§ **Exercise instructions**:
Can you copy out the data exactly? Leave the images out.

§ **Exercise data**:

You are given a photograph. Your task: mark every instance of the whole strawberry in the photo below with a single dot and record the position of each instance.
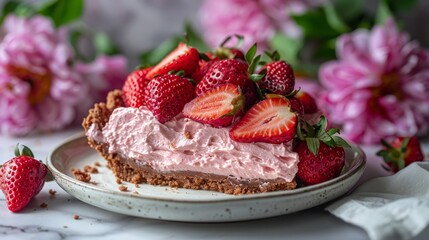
(133, 89)
(166, 95)
(224, 71)
(401, 152)
(183, 58)
(21, 178)
(308, 102)
(321, 153)
(279, 78)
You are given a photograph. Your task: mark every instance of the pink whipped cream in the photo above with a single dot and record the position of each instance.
(186, 145)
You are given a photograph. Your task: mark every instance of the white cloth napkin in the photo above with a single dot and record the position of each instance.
(393, 207)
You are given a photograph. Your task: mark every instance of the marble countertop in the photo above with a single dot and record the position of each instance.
(54, 217)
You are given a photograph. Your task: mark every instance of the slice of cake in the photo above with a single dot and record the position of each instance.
(231, 129)
(185, 153)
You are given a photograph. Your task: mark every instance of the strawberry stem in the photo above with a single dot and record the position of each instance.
(26, 151)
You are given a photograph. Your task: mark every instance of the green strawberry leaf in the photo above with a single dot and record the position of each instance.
(104, 45)
(27, 152)
(250, 54)
(313, 145)
(254, 64)
(333, 19)
(401, 164)
(288, 48)
(62, 12)
(341, 142)
(383, 12)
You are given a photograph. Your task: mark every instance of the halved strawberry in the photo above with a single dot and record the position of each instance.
(183, 58)
(217, 107)
(133, 89)
(270, 120)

§ **Result**:
You are given a photograph. Your task: mark every instance of the whole strawberry in the photo below with a single dot and record the position of each instance.
(133, 89)
(166, 95)
(224, 71)
(401, 152)
(183, 58)
(21, 178)
(308, 102)
(321, 153)
(279, 78)
You are given a photograph. Your task: mark every instance of the pink whipped cream in the photo above with a single dot and record the position of each instance.
(186, 145)
You are given a photograph. Your task: mark every instance of the white cloth napkin in the photo above with a single dot and record the position of each instance.
(393, 207)
You are given a photograph. Your task: mark every instance of the marble countertop in the photo above with a single dot and record the position of each instance.
(54, 217)
You are given a photograph. Your task: mark every instance of the slice of cake in the photo above with a single dot and record the position of each instance.
(231, 129)
(185, 153)
You are given a photograph. Your task: mark every instance of the strawberry stem in the photo above with a single dot and record the position of each instance.
(26, 151)
You are given a photograph. Your task: mark every instance of the green strawberry leaf in the photo above with a single dot and record the position of each instance.
(104, 45)
(27, 152)
(250, 54)
(313, 145)
(254, 64)
(333, 19)
(401, 164)
(288, 48)
(62, 12)
(341, 142)
(383, 12)
You are given a photograph. Your task: mark every instance of the halved strawberry in the photo above with a single dot and record the position of each instance.
(183, 58)
(217, 107)
(133, 89)
(270, 120)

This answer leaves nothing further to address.